### RECORDS TO USE
"""

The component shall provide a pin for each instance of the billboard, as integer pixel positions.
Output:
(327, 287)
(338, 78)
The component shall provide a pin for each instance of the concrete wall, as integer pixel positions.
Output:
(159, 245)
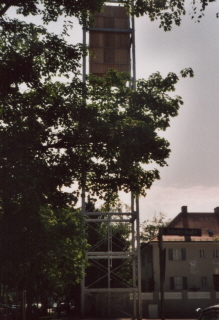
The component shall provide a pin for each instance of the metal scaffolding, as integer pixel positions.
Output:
(107, 291)
(112, 287)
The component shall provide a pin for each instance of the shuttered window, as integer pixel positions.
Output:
(177, 254)
(178, 283)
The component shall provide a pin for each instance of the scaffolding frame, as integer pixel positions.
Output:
(131, 218)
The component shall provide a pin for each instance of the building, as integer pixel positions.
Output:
(192, 267)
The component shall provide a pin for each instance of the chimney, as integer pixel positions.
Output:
(184, 210)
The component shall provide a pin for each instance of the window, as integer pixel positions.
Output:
(143, 261)
(204, 282)
(178, 283)
(215, 253)
(202, 253)
(177, 254)
(216, 281)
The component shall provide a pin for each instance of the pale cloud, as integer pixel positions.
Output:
(169, 200)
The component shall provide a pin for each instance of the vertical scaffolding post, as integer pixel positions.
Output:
(134, 260)
(139, 260)
(133, 219)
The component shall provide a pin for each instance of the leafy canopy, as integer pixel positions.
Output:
(167, 11)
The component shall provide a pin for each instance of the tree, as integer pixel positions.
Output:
(53, 133)
(42, 254)
(150, 229)
(168, 11)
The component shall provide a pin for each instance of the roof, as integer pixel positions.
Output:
(208, 222)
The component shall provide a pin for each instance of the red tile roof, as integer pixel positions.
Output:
(208, 222)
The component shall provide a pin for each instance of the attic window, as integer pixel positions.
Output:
(210, 233)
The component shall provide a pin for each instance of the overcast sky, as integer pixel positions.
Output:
(192, 177)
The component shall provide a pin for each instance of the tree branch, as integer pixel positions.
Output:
(7, 6)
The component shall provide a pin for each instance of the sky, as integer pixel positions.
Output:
(192, 176)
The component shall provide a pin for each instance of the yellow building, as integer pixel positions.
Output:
(191, 271)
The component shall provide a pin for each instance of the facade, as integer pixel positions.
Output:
(192, 267)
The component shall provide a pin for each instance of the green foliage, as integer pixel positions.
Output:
(150, 228)
(54, 132)
(41, 253)
(167, 11)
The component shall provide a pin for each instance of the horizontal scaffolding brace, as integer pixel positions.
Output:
(106, 220)
(112, 254)
(127, 290)
(110, 214)
(110, 30)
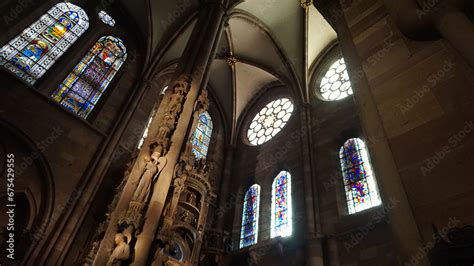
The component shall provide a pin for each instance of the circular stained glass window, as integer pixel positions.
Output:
(269, 121)
(106, 18)
(335, 84)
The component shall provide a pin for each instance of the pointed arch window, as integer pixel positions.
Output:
(83, 87)
(30, 54)
(202, 136)
(281, 215)
(335, 85)
(249, 229)
(359, 179)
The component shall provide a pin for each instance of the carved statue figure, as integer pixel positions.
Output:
(152, 168)
(121, 251)
(161, 255)
(192, 198)
(166, 126)
(202, 103)
(176, 104)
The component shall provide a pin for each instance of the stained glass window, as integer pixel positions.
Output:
(269, 121)
(281, 222)
(359, 180)
(202, 136)
(106, 18)
(335, 85)
(82, 89)
(249, 229)
(30, 54)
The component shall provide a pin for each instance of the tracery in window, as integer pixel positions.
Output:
(30, 54)
(82, 89)
(335, 84)
(202, 136)
(106, 18)
(281, 215)
(249, 229)
(359, 180)
(269, 121)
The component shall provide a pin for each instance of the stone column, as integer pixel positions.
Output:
(405, 233)
(224, 204)
(456, 27)
(199, 51)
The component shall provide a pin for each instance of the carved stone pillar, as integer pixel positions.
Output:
(157, 167)
(405, 233)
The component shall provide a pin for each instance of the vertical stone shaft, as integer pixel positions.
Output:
(224, 201)
(406, 236)
(197, 56)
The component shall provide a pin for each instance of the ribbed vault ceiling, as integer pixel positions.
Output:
(266, 37)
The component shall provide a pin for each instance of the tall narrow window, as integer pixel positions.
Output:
(202, 136)
(335, 84)
(281, 224)
(145, 131)
(359, 180)
(83, 87)
(30, 54)
(249, 229)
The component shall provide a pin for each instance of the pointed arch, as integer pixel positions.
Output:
(281, 214)
(249, 229)
(30, 54)
(359, 179)
(202, 136)
(84, 86)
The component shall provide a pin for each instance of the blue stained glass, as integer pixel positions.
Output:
(202, 136)
(35, 50)
(82, 89)
(359, 180)
(281, 215)
(249, 229)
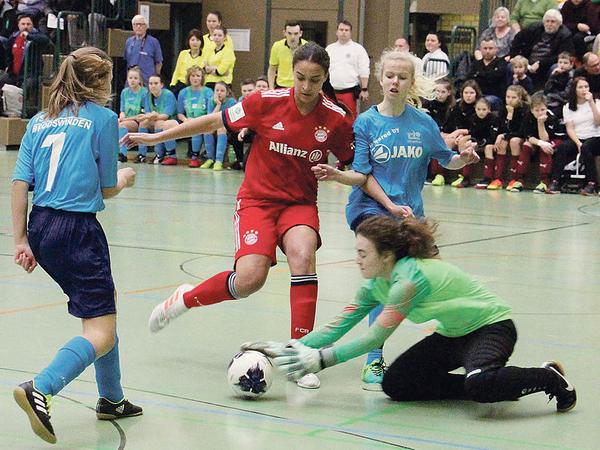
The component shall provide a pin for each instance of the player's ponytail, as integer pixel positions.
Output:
(314, 53)
(407, 237)
(84, 76)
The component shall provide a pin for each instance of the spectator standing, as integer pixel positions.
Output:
(490, 73)
(213, 20)
(527, 12)
(349, 69)
(501, 33)
(219, 60)
(280, 72)
(582, 18)
(540, 43)
(143, 50)
(440, 63)
(186, 59)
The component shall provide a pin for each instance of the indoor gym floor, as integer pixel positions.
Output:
(539, 252)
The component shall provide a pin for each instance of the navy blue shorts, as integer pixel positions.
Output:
(72, 248)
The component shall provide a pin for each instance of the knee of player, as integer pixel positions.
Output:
(479, 385)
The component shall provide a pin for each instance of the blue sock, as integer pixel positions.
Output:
(221, 146)
(69, 362)
(143, 149)
(108, 375)
(197, 143)
(159, 149)
(209, 143)
(378, 352)
(123, 148)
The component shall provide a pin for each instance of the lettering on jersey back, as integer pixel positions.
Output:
(79, 122)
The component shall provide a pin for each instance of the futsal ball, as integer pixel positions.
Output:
(250, 374)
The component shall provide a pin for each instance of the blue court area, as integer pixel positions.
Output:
(540, 252)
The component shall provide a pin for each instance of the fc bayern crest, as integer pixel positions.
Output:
(321, 134)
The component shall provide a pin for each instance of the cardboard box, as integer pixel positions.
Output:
(157, 14)
(12, 130)
(116, 41)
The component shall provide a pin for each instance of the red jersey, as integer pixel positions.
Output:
(287, 144)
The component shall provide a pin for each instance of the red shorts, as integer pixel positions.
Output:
(259, 226)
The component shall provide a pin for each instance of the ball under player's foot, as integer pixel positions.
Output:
(309, 381)
(37, 407)
(107, 410)
(168, 310)
(565, 394)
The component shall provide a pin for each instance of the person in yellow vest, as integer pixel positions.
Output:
(214, 19)
(280, 72)
(186, 59)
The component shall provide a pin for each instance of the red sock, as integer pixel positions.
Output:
(513, 166)
(545, 166)
(524, 160)
(488, 168)
(214, 290)
(303, 302)
(500, 166)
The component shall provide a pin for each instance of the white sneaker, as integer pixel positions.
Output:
(168, 310)
(309, 381)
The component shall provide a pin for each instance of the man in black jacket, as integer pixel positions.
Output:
(490, 73)
(540, 43)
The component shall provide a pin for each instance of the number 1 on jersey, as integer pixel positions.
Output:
(57, 141)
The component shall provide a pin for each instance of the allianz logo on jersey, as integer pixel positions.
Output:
(285, 149)
(382, 153)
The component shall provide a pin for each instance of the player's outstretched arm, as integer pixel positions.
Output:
(125, 178)
(199, 125)
(19, 201)
(325, 172)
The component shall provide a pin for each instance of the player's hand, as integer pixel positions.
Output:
(127, 174)
(325, 172)
(401, 211)
(546, 147)
(24, 257)
(271, 349)
(298, 360)
(133, 139)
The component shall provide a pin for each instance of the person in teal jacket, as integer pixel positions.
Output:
(475, 329)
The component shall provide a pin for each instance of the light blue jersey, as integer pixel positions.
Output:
(192, 103)
(396, 151)
(70, 158)
(165, 103)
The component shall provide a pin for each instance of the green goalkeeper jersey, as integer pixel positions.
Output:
(419, 290)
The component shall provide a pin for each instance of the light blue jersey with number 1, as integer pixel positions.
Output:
(70, 158)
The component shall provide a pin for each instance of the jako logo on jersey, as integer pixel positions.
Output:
(282, 148)
(251, 237)
(321, 133)
(382, 154)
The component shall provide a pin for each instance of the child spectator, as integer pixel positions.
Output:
(222, 99)
(132, 99)
(542, 131)
(247, 86)
(519, 68)
(439, 110)
(193, 101)
(160, 109)
(186, 59)
(555, 88)
(460, 117)
(484, 130)
(511, 121)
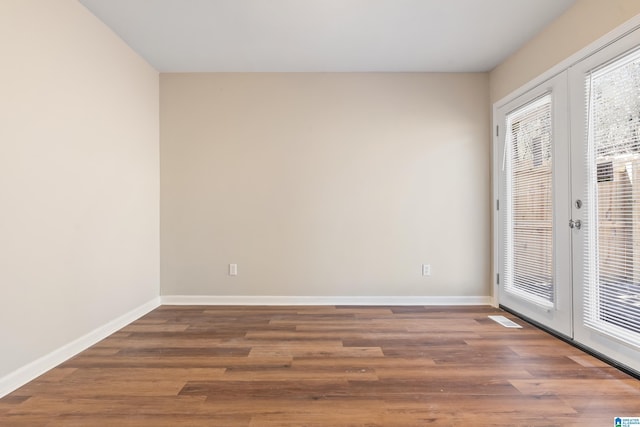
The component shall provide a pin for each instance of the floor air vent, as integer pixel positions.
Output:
(505, 322)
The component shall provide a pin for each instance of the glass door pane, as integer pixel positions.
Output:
(605, 90)
(536, 282)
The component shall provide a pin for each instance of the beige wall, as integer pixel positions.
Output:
(325, 184)
(79, 181)
(579, 26)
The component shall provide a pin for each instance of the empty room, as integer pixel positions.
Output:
(319, 212)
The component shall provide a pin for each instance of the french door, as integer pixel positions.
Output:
(605, 128)
(535, 276)
(568, 230)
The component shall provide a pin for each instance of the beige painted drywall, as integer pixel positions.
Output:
(325, 184)
(583, 23)
(79, 180)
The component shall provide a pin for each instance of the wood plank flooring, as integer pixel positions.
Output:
(325, 366)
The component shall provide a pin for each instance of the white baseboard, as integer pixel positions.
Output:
(323, 300)
(23, 375)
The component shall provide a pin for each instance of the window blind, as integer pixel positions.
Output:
(528, 227)
(612, 226)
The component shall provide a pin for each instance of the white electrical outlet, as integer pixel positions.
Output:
(233, 269)
(426, 269)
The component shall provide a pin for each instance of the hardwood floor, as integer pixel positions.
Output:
(325, 366)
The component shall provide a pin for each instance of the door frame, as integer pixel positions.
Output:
(559, 316)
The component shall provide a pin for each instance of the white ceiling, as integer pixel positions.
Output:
(326, 35)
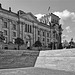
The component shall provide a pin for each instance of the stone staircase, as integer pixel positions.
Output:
(57, 59)
(17, 58)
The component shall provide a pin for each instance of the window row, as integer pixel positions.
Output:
(6, 33)
(28, 28)
(43, 34)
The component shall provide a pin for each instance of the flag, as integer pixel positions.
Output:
(49, 8)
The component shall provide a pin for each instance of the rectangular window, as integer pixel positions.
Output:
(30, 29)
(47, 34)
(25, 27)
(43, 39)
(14, 34)
(43, 33)
(14, 26)
(5, 40)
(5, 32)
(38, 38)
(38, 32)
(47, 40)
(5, 24)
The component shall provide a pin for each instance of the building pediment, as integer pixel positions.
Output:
(28, 16)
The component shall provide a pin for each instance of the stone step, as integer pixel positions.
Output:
(57, 59)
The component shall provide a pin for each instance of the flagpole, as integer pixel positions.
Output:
(49, 24)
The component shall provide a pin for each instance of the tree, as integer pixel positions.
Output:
(19, 42)
(37, 44)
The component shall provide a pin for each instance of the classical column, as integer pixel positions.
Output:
(18, 26)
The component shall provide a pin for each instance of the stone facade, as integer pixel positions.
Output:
(27, 27)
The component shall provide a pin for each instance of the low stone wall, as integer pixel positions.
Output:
(57, 59)
(17, 58)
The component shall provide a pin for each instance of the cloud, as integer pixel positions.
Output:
(39, 16)
(68, 29)
(64, 15)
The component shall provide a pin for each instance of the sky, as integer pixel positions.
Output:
(63, 8)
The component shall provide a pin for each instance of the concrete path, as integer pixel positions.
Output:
(57, 59)
(34, 71)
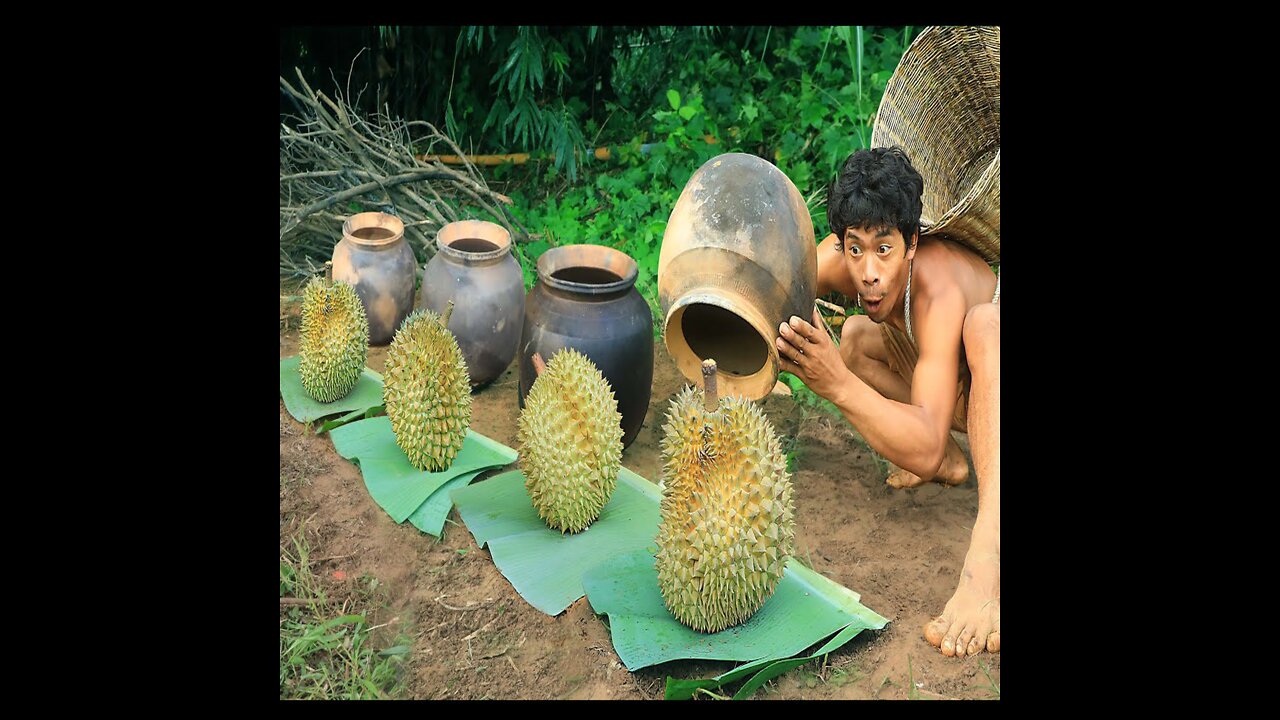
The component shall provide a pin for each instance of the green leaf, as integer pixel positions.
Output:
(545, 566)
(798, 615)
(305, 409)
(398, 487)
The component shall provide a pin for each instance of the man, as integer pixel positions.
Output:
(924, 360)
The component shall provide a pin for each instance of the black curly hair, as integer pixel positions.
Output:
(876, 188)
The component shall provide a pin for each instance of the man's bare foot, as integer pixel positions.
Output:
(952, 472)
(970, 621)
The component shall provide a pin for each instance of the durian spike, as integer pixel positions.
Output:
(709, 384)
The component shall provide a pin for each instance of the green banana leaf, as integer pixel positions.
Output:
(402, 490)
(544, 565)
(368, 393)
(803, 610)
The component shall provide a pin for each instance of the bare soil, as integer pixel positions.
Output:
(474, 637)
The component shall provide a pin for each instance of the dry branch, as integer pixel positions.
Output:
(332, 155)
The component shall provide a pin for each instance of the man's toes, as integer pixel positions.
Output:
(963, 641)
(936, 629)
(979, 634)
(949, 643)
(903, 479)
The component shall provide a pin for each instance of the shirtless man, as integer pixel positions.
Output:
(924, 360)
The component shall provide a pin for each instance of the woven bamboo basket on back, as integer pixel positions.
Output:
(942, 106)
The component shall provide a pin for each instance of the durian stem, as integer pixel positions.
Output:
(709, 384)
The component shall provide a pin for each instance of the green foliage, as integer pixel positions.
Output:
(325, 656)
(803, 98)
(796, 100)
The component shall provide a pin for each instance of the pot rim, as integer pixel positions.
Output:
(361, 220)
(590, 256)
(467, 229)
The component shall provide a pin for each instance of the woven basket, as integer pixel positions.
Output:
(942, 106)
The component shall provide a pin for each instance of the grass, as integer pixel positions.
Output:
(325, 652)
(992, 687)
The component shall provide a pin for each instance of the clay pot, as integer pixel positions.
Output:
(475, 269)
(585, 299)
(737, 260)
(374, 258)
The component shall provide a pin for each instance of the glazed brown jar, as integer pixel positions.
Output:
(737, 259)
(374, 258)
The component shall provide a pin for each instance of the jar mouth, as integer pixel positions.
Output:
(588, 269)
(474, 241)
(708, 324)
(373, 229)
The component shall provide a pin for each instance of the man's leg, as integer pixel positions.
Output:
(970, 621)
(862, 346)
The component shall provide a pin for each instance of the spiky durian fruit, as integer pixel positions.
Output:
(570, 441)
(727, 522)
(426, 391)
(334, 340)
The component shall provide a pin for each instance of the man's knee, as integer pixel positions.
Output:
(981, 329)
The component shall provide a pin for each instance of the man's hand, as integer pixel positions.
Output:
(808, 352)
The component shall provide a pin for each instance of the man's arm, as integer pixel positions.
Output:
(913, 437)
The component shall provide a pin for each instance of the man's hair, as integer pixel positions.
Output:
(876, 188)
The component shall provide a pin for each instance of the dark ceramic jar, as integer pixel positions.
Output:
(374, 258)
(475, 269)
(585, 299)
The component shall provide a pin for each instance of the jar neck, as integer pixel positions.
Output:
(586, 270)
(373, 231)
(462, 254)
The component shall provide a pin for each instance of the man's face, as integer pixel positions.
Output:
(877, 263)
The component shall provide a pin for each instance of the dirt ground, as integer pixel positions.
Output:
(474, 637)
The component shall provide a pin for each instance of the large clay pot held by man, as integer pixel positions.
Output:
(585, 299)
(737, 259)
(475, 269)
(374, 258)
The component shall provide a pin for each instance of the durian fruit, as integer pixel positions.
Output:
(334, 338)
(426, 391)
(570, 441)
(727, 520)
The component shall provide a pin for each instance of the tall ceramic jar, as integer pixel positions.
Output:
(374, 258)
(737, 259)
(585, 299)
(475, 269)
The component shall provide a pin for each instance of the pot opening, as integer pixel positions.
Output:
(374, 232)
(474, 245)
(717, 333)
(586, 276)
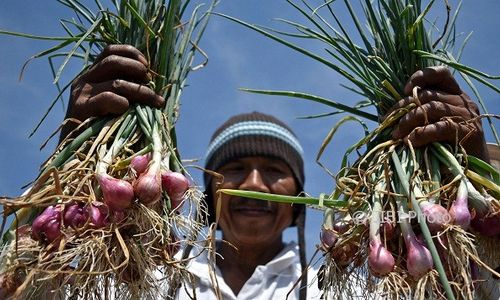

"""

### WORK INSTRUCTION
Within the data above, how many lines include the word "back"? Respond with the number only.

### WRITTEN RESPONSE
2